ABBAファンの私は、QUEENのサウンドをあえて聴きいていなくても自然に脳裏に刻まれている世代です。
映画ボヘミアンラプソディーを観て全ての曲がフラッシュバックするのは、その時代の日本がQUEEN にドップリ浸かっていたのでしょうね。(妻曰く、スタンドから合唱が始まったシーンは日本やなと・・・発音が・・・・)
映画のラストシーンで涙する自分。
何故だか自分でも理解できませんでした。
何故涙したのか理由を探すのに、映画館を出て、トイレに行って、併設スーパーで妻が買い物をしている後をついて歩いていても理由がわからなかった。
親子の感情? 友人との隔壁? カミングアウト? エイズ?
ストーリーを思い返して自分なりに分析してみても分からなかったのですが、帰りの車の中でふとあの歌声が蘇った時気が付きました。
感動したのは、フレディーマーキュリーの歌声そのものだと気付いたのです。
劇中のフレディー演じるラミ・マレックは細かなところまでフレディーを再現していましたが、流石に歌声は本物であるQUEENのマスターテープを利用したとネットに書いてありました。
私はフレディーマーキュリーの歌声そのものに感動していたのでした。
それでも、Liveでもなく当時のマスターテープでそこまで心揺るがせられる事が出来るのかが不思議でなりません。
最近のデジタル技術が凄いのか、映画そのものの作りが素晴らしいのか。
結果的に私の心が揺らいだのは彼の響きが、デジタル技術を通じてアナログの私のココロを揺すった様に思います。
感動するにはLiveの情報量が絶対不可欠である事、それが持論でしたが今回覆されました。
ただし、ただのデジタル技術ではなく、やはりフレディーマーキュリーの歌声のなかに感動させる情報がデジタルデータに含まれているはずです。
私はその中でフレディーマーキュリーの歌声から懐の深さを感じ取りました。
懐が深いとは、一般的に心が広いとか包容力とか書かれていますが、そのような抽象的なことではなく身体的特徴としての許容範囲の広さだと理解しています。
(身体的許容範囲が広いから心の広さに繋がる事は、武道論でよくある精神論すり替えの様に思う。)
この身体的許容範囲の広さを創る方法として“武”の稽古が日本で発展した経緯があると理解し、現代西洋医学における身体運動学的関節可動域の拡大とは、似て非なるものなのです。

◆ 対象データ ◆
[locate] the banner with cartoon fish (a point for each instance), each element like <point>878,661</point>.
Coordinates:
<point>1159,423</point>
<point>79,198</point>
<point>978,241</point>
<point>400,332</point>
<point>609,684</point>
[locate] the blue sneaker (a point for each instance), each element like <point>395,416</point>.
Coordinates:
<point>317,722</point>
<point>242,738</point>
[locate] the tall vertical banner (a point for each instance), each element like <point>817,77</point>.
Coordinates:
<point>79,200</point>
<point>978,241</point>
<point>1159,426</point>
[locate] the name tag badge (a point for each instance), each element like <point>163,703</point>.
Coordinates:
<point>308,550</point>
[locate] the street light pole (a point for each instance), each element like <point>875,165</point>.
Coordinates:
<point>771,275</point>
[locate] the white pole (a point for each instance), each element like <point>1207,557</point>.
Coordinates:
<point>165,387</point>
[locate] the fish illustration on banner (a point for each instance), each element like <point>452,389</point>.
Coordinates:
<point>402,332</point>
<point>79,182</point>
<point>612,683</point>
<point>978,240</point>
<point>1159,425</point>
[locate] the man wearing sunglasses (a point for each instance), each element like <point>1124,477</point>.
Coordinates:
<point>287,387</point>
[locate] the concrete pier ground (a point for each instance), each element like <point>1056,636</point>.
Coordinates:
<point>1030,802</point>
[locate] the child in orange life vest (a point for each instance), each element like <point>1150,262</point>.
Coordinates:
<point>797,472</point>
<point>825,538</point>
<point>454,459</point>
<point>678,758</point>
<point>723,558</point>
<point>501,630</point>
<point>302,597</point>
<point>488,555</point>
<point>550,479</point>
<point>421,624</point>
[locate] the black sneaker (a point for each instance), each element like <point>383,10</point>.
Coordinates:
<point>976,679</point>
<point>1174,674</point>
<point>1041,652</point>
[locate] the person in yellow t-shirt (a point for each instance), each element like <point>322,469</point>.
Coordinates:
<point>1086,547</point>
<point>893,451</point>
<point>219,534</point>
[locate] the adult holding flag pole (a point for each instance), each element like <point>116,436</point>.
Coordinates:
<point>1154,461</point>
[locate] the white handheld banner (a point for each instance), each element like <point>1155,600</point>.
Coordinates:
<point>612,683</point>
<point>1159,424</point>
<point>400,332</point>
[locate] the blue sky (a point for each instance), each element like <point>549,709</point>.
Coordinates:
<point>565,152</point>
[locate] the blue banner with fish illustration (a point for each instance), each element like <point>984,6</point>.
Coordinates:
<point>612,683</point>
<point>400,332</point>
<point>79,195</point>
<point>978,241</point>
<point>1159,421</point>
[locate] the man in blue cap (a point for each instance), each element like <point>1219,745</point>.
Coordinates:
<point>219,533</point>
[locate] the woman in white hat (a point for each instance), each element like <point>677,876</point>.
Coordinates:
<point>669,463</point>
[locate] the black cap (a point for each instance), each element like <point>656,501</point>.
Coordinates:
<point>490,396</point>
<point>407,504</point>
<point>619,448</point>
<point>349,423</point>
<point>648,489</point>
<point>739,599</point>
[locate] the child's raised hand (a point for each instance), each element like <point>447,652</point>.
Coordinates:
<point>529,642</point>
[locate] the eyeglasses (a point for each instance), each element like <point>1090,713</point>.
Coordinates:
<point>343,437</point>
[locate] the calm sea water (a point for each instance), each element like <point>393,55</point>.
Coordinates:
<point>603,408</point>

...

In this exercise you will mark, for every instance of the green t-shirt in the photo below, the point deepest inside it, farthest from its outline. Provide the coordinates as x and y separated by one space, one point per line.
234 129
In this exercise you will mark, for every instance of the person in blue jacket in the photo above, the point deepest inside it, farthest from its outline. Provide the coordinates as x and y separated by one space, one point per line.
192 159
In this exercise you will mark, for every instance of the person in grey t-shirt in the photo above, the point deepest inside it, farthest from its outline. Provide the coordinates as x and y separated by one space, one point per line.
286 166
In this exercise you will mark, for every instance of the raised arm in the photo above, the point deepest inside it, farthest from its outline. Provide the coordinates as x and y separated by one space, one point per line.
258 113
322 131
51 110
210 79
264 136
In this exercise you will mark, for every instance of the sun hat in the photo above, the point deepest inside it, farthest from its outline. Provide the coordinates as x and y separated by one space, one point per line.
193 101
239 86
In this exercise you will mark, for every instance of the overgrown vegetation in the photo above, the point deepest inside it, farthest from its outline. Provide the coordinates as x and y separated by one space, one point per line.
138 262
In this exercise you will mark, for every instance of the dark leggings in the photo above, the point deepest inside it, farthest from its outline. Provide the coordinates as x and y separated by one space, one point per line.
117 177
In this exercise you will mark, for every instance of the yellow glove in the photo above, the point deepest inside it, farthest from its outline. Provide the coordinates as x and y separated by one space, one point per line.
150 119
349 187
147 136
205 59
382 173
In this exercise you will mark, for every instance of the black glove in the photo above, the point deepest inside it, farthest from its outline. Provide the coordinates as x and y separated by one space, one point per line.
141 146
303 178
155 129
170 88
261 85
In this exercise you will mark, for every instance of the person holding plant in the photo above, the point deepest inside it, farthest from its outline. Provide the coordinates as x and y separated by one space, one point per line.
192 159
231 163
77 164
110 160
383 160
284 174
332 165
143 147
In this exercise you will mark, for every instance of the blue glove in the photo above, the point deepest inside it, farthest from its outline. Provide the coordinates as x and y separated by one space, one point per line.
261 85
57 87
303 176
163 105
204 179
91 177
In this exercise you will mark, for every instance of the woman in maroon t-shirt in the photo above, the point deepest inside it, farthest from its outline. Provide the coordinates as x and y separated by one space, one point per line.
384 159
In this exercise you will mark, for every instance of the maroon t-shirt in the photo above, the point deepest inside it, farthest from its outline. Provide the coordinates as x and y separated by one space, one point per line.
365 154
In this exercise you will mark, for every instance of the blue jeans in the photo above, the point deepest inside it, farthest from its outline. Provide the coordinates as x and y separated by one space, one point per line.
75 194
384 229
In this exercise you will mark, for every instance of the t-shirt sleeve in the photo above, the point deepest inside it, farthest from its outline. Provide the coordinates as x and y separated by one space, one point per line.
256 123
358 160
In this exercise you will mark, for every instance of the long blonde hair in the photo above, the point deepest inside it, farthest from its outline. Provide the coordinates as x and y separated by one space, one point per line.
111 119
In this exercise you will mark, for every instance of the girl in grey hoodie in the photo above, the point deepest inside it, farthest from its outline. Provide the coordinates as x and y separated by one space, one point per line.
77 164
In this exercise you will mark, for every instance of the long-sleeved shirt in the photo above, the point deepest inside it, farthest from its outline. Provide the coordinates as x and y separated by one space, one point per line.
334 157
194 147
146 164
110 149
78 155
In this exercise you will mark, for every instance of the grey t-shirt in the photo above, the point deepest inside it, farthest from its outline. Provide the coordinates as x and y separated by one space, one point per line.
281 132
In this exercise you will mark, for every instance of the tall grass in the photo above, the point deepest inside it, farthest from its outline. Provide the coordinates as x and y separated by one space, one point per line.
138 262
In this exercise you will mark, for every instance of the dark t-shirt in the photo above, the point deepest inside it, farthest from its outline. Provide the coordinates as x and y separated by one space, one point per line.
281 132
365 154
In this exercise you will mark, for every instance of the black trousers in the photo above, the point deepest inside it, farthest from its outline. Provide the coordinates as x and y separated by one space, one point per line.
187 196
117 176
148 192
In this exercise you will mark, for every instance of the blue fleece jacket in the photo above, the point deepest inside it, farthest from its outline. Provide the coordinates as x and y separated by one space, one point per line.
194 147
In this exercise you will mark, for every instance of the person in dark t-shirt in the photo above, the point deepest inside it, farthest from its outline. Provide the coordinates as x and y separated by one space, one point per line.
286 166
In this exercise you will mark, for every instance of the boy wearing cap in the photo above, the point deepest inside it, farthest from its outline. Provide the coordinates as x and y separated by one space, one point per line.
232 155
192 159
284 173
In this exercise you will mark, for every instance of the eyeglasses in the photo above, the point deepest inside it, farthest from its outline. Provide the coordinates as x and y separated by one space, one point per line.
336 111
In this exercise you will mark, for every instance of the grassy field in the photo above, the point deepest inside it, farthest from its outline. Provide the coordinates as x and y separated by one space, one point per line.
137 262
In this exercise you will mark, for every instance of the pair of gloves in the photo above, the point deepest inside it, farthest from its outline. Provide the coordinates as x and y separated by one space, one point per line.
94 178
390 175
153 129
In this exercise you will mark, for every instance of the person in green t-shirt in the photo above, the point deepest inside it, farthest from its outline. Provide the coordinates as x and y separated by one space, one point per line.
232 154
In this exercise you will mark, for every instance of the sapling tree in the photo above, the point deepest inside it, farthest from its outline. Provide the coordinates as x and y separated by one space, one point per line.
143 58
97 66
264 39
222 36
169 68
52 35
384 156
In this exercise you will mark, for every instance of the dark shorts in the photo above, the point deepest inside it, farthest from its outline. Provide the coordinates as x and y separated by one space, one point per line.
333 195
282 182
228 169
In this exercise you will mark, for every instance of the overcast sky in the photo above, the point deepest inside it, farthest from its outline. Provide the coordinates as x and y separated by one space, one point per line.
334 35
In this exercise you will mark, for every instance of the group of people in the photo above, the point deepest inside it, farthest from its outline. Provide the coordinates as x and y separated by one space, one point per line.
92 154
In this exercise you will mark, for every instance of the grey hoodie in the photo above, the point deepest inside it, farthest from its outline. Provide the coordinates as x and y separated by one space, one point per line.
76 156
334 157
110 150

* * *

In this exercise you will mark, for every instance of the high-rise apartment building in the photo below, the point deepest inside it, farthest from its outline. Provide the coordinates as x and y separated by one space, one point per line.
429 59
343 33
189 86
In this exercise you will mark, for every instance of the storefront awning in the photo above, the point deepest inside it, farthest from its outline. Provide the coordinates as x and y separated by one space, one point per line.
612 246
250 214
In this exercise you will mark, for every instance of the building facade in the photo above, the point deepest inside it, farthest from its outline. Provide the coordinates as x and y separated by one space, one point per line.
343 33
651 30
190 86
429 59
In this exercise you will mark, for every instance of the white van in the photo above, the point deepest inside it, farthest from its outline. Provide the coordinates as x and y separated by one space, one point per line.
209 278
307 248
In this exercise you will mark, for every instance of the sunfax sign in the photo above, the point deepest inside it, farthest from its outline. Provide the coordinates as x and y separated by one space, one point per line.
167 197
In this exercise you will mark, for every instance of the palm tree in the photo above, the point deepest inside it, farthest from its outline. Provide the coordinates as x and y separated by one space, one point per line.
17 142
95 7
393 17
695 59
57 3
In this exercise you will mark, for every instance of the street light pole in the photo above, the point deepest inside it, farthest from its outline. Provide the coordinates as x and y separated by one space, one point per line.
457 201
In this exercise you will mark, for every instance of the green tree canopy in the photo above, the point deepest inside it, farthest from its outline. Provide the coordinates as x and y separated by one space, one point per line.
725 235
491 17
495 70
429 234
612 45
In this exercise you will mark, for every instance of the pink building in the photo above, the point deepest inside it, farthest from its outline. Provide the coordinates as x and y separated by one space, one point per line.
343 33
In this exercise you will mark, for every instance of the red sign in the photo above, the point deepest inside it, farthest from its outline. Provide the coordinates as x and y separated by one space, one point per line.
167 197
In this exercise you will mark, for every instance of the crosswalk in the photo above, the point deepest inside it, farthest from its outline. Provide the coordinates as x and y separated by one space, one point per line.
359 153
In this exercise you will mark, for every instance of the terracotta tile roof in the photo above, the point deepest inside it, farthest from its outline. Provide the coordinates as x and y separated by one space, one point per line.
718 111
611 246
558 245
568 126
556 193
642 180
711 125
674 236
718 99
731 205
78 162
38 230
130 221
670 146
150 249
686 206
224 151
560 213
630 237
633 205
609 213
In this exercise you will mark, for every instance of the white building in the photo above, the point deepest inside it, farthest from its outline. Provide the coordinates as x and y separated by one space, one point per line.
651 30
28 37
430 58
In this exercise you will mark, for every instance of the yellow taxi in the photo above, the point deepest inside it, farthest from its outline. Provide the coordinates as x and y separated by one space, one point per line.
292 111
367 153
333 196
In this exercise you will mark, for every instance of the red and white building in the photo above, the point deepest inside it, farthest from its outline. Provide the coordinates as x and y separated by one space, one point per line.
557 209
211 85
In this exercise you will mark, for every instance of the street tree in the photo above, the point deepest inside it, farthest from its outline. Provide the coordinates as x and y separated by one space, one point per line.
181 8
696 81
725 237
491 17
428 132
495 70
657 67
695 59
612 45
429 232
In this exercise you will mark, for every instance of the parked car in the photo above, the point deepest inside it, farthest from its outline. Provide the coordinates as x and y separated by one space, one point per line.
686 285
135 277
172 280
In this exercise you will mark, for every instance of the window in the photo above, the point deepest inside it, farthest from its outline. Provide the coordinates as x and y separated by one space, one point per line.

◆ 課題の条件 ◆
1) 本文によると、劇中の歌声には何が利用されたとネットに書いてあったか。
2) 本文の「何故涙したのか理由を探すのに」から「論でしたが今回覆されました。」までの部分を、そのまま書き写しなさい。

◆ 解答一覧 ◆
1) 本物であるQUEENのマスターテープ。

2)
何故涙したのか理由を探すのに、映画館を出て、トイレに行って、併設スーパーで妻が買い物をしている後をついて歩いていても理由がわからなかった。
親子の感情? 友人との隔壁? カミングアウト? エイズ?
ストーリーを思い返して自分なりに分析してみても分からなかったのですが、帰りの車の中でふとあの歌声が蘇った時気が付きました。
感動したのは、フレディーマーキュリーの歌声そのものだと気付いたのです。
劇中のフレディー演じるラミ・マレックは細かなところまでフレディーを再現していましたが、流石に歌声は本物であるQUEENのマスターテープを利用したとネットに書いてありました。
私はフレディーマーキュリーの歌声そのものに感動していたのでした。
それでも、Liveでもなく当時のマスターテープでそこまで心揺るがせられる事が出来るのかが不思議でなりません。
最近のデジタル技術が凄いのか、映画そのものの作りが素晴らしいのか。
結果的に私の心が揺らいだのは彼の響きが、デジタル技術を通じてアナログの私のココロを揺すった様に思います。
感動するにはLiveの情報量が絶対不可欠である事、それが持論でしたが今回覆されました。